> [Data section]:
########
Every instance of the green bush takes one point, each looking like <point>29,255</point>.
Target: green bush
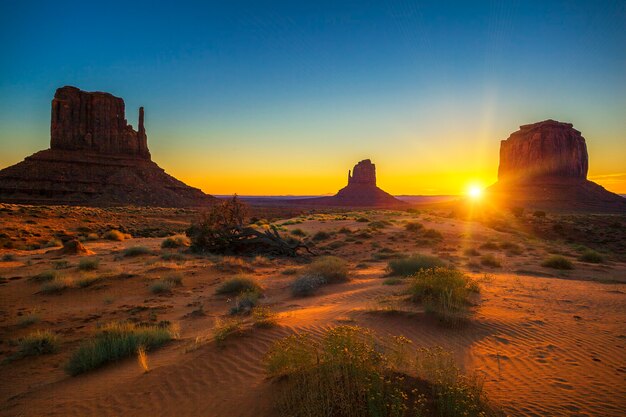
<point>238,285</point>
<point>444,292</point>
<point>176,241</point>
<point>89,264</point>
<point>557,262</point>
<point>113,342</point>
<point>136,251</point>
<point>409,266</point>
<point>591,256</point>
########
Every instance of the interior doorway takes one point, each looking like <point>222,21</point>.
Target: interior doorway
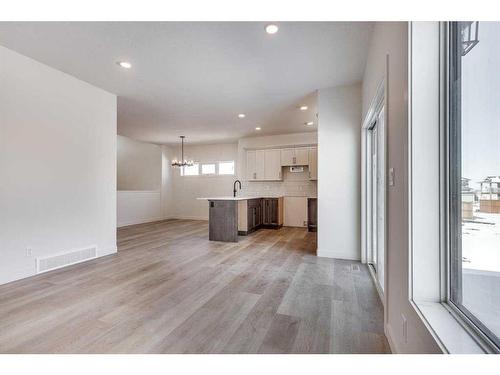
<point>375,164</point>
########
> [Task objective]:
Which lines of the data contain the string "looking"? Copy each of them.

> [Response below]:
Every instance of the green bush takes one point, each looking like <point>29,255</point>.
Every instance of the interior doorway takes one point, each looking like <point>222,21</point>.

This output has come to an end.